Pat Hoppe first engaged in technical education for the same reason as many others – he sought skills for a career, stability and a future.


He found that and much, much more – and has since come back to give back to the educational system that made a difference in his life.


Hoppe graduated from Milwaukee Area Technical College and embarked on his career in biomedical engineering. He worked for several area hospitals, earned a degree in biomedical engineering and continued to advance.


Hoppe never forgot the impact his technical education had on his life. So, when he saw an advertisement seeking instructors for Gateway Technical College, he knew what he wanted to do.


“Of all my degrees, the one that changed my life the most was my associate degree,” he said. “I saw an opportunity and wanted to give back to the field that had done so much for me.”


Hoppe developed his teaching style from various college instructors he had in the past. He knows the names of every student in his Gateway class – and he knows their stories.

* Required tasks:
[A] Reproduce the Pat Hoppe article word for word, from "He found that" to "knows their stories.".
[B] Pick up the article about Pat Hoppe after its final sentence and continue writing it.

* Extracted information:
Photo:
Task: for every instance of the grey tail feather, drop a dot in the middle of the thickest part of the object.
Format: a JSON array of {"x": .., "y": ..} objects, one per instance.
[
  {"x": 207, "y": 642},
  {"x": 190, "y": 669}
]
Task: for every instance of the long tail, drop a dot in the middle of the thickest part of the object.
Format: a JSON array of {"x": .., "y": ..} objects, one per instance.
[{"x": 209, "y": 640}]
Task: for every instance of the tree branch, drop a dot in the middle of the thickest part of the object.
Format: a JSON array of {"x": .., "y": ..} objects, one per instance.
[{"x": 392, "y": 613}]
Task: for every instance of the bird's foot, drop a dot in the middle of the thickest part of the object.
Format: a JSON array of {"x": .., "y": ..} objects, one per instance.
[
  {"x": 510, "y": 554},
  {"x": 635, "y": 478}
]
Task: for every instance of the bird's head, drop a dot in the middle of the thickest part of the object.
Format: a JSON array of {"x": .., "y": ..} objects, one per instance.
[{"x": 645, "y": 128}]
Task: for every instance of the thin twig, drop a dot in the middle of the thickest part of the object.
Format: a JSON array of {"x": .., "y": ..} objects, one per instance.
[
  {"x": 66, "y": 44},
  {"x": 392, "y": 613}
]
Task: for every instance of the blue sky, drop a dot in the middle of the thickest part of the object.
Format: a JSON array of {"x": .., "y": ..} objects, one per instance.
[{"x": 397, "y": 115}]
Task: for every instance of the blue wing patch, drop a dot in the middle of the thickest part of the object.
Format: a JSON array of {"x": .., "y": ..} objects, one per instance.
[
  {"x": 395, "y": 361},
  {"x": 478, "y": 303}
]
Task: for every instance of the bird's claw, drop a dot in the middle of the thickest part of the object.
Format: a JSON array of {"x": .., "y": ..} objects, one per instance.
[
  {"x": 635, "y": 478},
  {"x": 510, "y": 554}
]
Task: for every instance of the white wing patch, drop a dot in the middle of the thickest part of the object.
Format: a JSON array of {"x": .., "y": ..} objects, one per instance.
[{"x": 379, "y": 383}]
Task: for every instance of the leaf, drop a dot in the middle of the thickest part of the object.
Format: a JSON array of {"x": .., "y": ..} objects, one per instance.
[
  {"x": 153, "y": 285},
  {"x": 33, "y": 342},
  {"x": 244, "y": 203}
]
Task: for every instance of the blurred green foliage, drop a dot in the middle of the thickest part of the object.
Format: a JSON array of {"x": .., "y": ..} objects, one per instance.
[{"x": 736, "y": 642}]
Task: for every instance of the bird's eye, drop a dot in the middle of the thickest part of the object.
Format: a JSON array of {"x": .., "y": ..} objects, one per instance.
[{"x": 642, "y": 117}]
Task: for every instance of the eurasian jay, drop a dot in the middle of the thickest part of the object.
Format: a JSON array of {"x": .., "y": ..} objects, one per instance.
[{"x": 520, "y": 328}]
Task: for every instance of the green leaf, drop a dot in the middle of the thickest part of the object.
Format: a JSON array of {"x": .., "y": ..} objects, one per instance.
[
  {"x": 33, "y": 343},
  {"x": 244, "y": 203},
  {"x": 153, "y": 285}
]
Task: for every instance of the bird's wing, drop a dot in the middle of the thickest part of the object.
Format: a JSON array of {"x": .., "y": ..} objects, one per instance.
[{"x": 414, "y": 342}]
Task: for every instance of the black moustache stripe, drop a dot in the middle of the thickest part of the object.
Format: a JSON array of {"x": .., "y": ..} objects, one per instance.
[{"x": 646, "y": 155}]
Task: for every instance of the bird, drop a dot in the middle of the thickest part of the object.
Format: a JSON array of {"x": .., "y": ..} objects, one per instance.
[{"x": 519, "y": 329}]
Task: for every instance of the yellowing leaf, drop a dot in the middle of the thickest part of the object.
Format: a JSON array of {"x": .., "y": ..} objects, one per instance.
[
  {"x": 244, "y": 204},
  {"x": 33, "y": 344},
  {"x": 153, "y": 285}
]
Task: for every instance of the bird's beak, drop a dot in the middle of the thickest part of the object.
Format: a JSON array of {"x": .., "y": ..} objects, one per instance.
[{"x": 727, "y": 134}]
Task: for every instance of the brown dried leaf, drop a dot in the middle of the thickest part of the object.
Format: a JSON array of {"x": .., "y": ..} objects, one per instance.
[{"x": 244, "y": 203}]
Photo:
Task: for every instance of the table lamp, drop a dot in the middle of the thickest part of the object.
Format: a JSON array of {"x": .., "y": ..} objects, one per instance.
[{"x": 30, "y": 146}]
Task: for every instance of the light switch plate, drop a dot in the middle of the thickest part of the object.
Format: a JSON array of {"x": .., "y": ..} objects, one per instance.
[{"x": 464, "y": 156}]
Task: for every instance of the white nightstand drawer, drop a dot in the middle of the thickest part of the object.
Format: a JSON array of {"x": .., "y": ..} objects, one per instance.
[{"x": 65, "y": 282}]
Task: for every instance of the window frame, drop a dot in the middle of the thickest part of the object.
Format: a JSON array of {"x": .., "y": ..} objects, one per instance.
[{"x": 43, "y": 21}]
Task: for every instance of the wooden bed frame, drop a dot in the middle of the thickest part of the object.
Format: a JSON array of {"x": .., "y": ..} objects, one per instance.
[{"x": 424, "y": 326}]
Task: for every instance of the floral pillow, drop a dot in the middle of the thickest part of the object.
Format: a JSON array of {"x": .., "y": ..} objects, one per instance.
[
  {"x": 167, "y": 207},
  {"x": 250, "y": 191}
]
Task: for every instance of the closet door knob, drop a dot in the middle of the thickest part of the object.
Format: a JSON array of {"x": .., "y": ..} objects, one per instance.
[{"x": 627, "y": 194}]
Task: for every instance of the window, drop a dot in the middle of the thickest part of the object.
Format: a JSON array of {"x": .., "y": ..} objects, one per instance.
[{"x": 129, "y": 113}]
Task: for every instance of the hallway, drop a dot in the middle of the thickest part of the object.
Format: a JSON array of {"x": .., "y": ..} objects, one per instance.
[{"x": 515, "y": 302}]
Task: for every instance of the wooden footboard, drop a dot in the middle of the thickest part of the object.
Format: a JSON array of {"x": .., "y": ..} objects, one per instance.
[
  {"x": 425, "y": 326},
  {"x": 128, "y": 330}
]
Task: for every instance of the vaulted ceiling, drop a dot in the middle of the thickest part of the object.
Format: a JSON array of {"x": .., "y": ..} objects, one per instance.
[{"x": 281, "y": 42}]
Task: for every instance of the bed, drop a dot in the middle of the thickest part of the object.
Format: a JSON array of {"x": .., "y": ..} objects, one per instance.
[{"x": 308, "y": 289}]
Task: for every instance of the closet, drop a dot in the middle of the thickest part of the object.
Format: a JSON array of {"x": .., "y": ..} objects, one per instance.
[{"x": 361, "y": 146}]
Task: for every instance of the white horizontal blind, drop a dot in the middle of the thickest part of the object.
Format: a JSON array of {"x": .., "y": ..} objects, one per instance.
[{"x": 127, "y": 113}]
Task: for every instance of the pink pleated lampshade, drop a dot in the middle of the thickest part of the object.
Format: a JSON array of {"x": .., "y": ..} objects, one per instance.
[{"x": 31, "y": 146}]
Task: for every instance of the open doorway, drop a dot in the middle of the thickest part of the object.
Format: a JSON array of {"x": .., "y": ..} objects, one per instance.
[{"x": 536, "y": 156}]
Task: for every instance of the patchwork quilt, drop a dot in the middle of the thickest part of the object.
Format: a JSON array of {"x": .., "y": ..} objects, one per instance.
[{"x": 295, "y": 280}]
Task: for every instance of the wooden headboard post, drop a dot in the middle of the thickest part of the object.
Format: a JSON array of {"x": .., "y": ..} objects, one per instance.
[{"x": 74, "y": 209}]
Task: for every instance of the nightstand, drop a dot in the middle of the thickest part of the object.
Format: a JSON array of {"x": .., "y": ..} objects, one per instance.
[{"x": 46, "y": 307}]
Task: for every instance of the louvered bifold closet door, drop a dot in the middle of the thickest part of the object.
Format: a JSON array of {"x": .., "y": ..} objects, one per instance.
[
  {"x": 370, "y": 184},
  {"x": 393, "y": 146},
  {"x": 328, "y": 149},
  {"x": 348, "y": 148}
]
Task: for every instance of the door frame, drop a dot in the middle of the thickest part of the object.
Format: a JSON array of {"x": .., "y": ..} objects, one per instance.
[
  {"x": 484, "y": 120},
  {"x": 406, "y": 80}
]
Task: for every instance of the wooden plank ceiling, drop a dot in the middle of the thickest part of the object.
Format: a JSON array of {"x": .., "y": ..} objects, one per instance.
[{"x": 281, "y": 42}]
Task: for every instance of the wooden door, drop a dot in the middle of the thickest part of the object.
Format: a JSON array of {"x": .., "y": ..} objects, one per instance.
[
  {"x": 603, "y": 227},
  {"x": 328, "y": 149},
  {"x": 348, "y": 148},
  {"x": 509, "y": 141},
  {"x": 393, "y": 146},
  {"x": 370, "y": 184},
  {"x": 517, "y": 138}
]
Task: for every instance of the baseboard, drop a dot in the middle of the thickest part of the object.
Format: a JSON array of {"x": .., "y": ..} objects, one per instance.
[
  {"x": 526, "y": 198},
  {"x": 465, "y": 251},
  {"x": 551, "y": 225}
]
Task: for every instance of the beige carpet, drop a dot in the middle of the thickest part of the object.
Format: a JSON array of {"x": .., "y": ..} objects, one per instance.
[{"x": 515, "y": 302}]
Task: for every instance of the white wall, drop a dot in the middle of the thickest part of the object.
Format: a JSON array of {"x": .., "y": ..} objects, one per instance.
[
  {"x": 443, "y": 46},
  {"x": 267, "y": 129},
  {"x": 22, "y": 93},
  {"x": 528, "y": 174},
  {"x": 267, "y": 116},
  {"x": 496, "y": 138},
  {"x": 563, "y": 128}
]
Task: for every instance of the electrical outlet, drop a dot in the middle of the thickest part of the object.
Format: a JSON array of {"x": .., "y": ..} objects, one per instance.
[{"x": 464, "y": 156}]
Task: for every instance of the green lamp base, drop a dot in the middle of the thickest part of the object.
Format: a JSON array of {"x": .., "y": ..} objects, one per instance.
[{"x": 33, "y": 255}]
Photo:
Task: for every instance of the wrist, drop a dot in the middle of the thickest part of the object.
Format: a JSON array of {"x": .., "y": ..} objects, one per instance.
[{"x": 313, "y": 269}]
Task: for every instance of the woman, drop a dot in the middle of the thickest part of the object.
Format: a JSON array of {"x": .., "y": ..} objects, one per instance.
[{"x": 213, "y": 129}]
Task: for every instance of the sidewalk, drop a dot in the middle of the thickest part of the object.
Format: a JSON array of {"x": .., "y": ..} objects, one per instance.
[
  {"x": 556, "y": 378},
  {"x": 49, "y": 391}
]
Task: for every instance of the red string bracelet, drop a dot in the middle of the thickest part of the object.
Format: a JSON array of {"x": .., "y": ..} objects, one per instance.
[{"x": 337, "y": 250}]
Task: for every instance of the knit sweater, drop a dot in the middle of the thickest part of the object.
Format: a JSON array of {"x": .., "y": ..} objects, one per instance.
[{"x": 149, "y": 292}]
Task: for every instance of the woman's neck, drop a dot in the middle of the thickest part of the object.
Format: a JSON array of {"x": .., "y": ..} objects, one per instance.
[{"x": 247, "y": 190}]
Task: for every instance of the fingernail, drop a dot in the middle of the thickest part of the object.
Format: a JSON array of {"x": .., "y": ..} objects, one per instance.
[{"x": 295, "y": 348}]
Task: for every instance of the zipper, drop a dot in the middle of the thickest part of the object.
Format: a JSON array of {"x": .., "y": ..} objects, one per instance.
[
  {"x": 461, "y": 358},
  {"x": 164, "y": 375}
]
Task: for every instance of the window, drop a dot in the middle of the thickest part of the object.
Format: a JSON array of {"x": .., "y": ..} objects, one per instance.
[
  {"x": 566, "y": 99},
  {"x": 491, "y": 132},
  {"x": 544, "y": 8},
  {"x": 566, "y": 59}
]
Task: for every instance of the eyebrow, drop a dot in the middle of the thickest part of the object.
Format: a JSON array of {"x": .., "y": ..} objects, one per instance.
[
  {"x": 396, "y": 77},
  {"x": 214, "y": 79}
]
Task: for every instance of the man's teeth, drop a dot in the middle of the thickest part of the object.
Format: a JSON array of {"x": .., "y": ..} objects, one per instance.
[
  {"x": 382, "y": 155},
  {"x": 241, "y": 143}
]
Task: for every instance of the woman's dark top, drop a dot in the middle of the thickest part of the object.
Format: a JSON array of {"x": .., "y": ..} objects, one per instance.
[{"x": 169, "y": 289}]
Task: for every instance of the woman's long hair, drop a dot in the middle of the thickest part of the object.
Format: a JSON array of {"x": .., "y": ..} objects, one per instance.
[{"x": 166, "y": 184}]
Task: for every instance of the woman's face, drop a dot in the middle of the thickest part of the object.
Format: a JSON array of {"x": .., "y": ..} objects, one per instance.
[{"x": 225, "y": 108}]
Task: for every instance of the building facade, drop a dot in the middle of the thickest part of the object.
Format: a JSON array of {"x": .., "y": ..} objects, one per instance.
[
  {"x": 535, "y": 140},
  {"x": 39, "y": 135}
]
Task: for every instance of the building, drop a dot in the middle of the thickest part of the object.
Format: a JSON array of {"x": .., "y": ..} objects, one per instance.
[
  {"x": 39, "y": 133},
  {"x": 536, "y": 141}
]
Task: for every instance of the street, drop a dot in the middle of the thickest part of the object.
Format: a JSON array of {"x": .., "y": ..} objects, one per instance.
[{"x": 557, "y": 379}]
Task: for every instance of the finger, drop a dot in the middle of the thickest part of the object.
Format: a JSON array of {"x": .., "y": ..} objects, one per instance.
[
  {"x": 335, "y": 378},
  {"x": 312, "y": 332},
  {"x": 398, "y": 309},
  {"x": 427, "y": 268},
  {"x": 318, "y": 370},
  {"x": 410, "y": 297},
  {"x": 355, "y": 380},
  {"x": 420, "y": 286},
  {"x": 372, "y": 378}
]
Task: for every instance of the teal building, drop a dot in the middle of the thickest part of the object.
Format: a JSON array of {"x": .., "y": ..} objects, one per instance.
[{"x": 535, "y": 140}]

* Answers by item:
[A]
He found that and much, much more – and has since come back to give back to the educational system that made a difference in his life.


Hoppe graduated from Milwaukee Area Technical College and embarked on his career in biomedical engineering. He worked for several area hospitals, earned a degree in biomedical engineering and continued to advance.


Hoppe never forgot the impact his technical education had on his life. So, when he saw an advertisement seeking instructors for Gateway Technical College, he knew what he wanted to do.


“Of all my degrees, the one that changed my life the most was my associate degree,” he said. “I saw an opportunity and wanted to give back to the field that had done so much for me.”


Hoppe developed his teaching style from various college instructors he had in the past. He knows the names of every student in his Gateway class – and he knows their stories.

[B]
“I want to do what I can to help them be successful,” he said. “I couldn’t imagine doing anything else but teaching.”


Gateway and its students benefit from Hoppe’s many innovative ways of providing the tools to be successful at the college, career and beyond.


One of the first things he did after joining the Gateway staff was to return to Milwaukee School of Engineering and work with them to create a transfer agreement, which has become a model for other colleges. The program, known as “2 + 2,” aligns courses and competencies between Gateway and MSOE for students to earn an associate and bachelor’s degree in Electrical Engineering Technology within four years. This transfer program has been so successful, Gateway’s students now transfer into MSOE’s Electrical Engineering program. The new transfer program is a “2 + 2,” with an additional 16 credits that can be taken anytime within the four years.


He helped introduce the Biomedical Engineering track to Gateway’s Electrical Engineering program, providing the skills for this in-demand career field. Gateway’s Biomedical program transfers into Marquette’s Biomedical Engineering program. He helped forge an agreement with area manufacturers to provide for 30 paid internships leading to a job upon graduation. Hoppe has helped many female students fight the stigma of women in engineering, encouraging them to succeed in class and career.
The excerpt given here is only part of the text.